SET EXERCISE
In the rows below, rename "terracotta pot" to "clay pot" and leave everything else as it is. Give back only the lines from the one containing "Target: potted plant" down to the end of the rows.

DATA RECORDS
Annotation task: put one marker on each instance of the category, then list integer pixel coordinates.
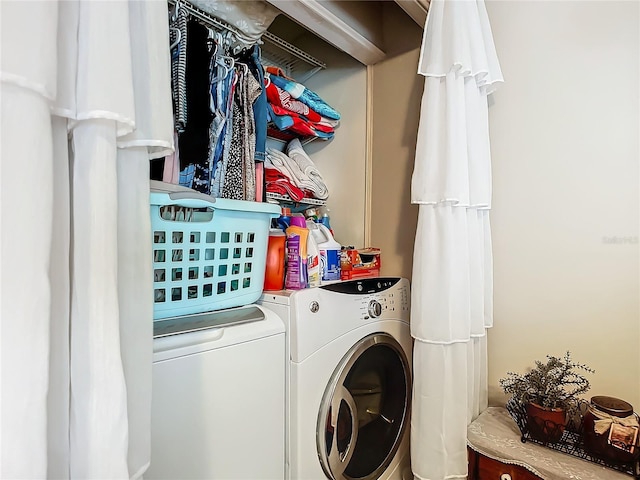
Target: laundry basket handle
(194, 199)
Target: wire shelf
(570, 441)
(277, 52)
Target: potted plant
(549, 393)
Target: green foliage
(554, 384)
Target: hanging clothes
(239, 179)
(178, 37)
(194, 141)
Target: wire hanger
(178, 37)
(174, 14)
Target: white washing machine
(218, 401)
(348, 379)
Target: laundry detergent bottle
(314, 269)
(329, 253)
(297, 234)
(274, 269)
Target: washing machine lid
(204, 321)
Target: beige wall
(565, 145)
(396, 94)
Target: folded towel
(306, 96)
(282, 98)
(290, 168)
(297, 154)
(276, 182)
(286, 120)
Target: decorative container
(611, 429)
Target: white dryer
(348, 379)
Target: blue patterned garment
(306, 96)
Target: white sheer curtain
(452, 285)
(86, 102)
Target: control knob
(375, 309)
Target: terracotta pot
(545, 424)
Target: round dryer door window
(365, 410)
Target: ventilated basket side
(208, 254)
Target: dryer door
(365, 410)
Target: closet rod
(212, 21)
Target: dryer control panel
(365, 285)
(385, 297)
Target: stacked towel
(308, 168)
(277, 182)
(299, 168)
(296, 110)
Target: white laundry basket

ANSWER
Target: potted plant
(549, 393)
Target: green foliage
(554, 384)
Target: hanging clothes
(239, 179)
(178, 37)
(194, 141)
Target: wire hanger
(178, 37)
(174, 14)
Target: white washing machine
(218, 401)
(348, 379)
Target: laundry detergent bottle
(314, 269)
(329, 253)
(297, 234)
(274, 269)
Target: washing machine lid
(204, 321)
Target: beige wall
(565, 145)
(396, 94)
Target: folded towel
(306, 96)
(282, 98)
(290, 168)
(297, 154)
(276, 182)
(286, 120)
Target: decorative container
(611, 429)
Target: white dryer
(348, 379)
Target: blue patterned garment
(306, 96)
Target: white sheer curtain
(452, 285)
(86, 102)
Target: control knob
(375, 309)
Target: clay pot
(545, 424)
Target: round dryer door window
(365, 410)
Target: ventilated basket side
(208, 254)
Target: dryer door
(365, 410)
Target: closet rod
(212, 21)
Target: dryer control panel
(365, 285)
(385, 297)
Target: stacked towel
(308, 168)
(277, 182)
(299, 168)
(296, 110)
Target: white laundry basket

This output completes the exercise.